■ Coordinate labeling data ■
• • • • •
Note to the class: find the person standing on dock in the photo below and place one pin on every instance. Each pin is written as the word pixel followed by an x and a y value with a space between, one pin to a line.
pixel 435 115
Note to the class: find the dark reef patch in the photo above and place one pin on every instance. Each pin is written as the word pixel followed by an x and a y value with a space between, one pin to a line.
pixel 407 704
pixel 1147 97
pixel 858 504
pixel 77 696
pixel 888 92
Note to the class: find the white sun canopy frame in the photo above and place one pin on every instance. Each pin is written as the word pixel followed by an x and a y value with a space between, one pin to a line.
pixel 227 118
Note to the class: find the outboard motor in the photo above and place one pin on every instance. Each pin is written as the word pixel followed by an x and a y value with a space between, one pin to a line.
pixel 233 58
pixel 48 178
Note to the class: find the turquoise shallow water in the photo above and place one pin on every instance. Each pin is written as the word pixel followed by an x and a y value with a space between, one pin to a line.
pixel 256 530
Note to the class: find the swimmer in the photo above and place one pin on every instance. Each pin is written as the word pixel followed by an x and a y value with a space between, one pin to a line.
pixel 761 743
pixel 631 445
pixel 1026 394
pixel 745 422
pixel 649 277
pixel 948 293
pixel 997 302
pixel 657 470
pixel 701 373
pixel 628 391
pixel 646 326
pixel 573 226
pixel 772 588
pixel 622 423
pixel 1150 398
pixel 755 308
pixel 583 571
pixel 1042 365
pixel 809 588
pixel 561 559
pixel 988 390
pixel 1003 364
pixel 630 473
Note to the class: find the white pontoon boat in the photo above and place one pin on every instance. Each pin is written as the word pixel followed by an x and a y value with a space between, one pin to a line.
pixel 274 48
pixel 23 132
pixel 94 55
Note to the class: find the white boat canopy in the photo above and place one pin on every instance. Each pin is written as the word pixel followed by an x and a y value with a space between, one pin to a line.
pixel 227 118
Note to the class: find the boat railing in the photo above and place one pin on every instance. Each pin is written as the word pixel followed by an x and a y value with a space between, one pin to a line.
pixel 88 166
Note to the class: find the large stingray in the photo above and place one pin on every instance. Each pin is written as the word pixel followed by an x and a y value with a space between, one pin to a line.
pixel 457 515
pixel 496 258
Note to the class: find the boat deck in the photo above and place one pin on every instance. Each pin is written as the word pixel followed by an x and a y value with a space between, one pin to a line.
• • • • •
■ What is expected ■
Repeat all of the entries above word for word, leaving nothing out and changing nothing.

■ Task answer ■
Note to the class: find the person standing on dock in the photo below and place one pin on every instance. Each pin is written as the word pixel followed by an x and a y value with a space between, one pin to a line.
pixel 435 115
Note to the class: find the dark reef patch in the photo above and place one pin on every instance. Each pin is written as the word pixel followed by an x and a y value with a space between, one pin to a line.
pixel 407 704
pixel 1147 97
pixel 858 504
pixel 77 696
pixel 888 92
Note to the class: find the white sun canopy frame in the photo above and place one pin on every instance. Each pin is written as the word pixel followed by an x and a y value with a space between, one pin to a line.
pixel 227 118
Note to the class: find the outboard motor in the photo above and place one pin on every instance. Each pin is written as the word pixel followed by an x and a y value with a space between, one pin to a line.
pixel 233 58
pixel 48 178
Note to the class: find the turquoise shallow water in the photo above and place one pin on every instance. Each pin is written as the word pixel followed by an x and a y value with a space between, one pin to a line.
pixel 256 530
Note to the class: find the swimmer in the photo above and place one pin on every instance. Each pin is written as the word pixel followed by an x and a y value with a space between, one pin to a line.
pixel 761 743
pixel 631 445
pixel 1026 394
pixel 745 422
pixel 649 277
pixel 948 293
pixel 997 302
pixel 657 470
pixel 701 373
pixel 628 391
pixel 646 326
pixel 573 226
pixel 772 588
pixel 622 423
pixel 1150 398
pixel 755 308
pixel 583 571
pixel 1042 365
pixel 809 588
pixel 561 559
pixel 988 390
pixel 1003 364
pixel 630 473
Note to the class: find the white pontoon boat in the photo above and place one pin on every instance. Each pin is written as the word pixel followed by an x and a y value with a space between, one pin to a line.
pixel 274 48
pixel 23 132
pixel 94 55
Note to the class: find the white boat canopy in the photo above and place one pin on every instance. Each pin is written as the word pixel followed by an x and a y value with a space between, one pin to a line.
pixel 227 118
Note to the class: find the boat railing in the photo above and place one pin on every instance. Each pin is written as the word pixel followed by an x and a y value with a space between, one pin to a line.
pixel 88 166
Note to the class: find the large stingray in the photo above and place one pin on every instance. Each pin is written as the word pixel followed by an x and a y value with a space between, one pin to a line.
pixel 457 515
pixel 496 258
Note to the class: find the boat deck in the photo above and place one pin on every instance. Each pin is written as the word pixel followed by an x and a y value with a space between, one pin to a line.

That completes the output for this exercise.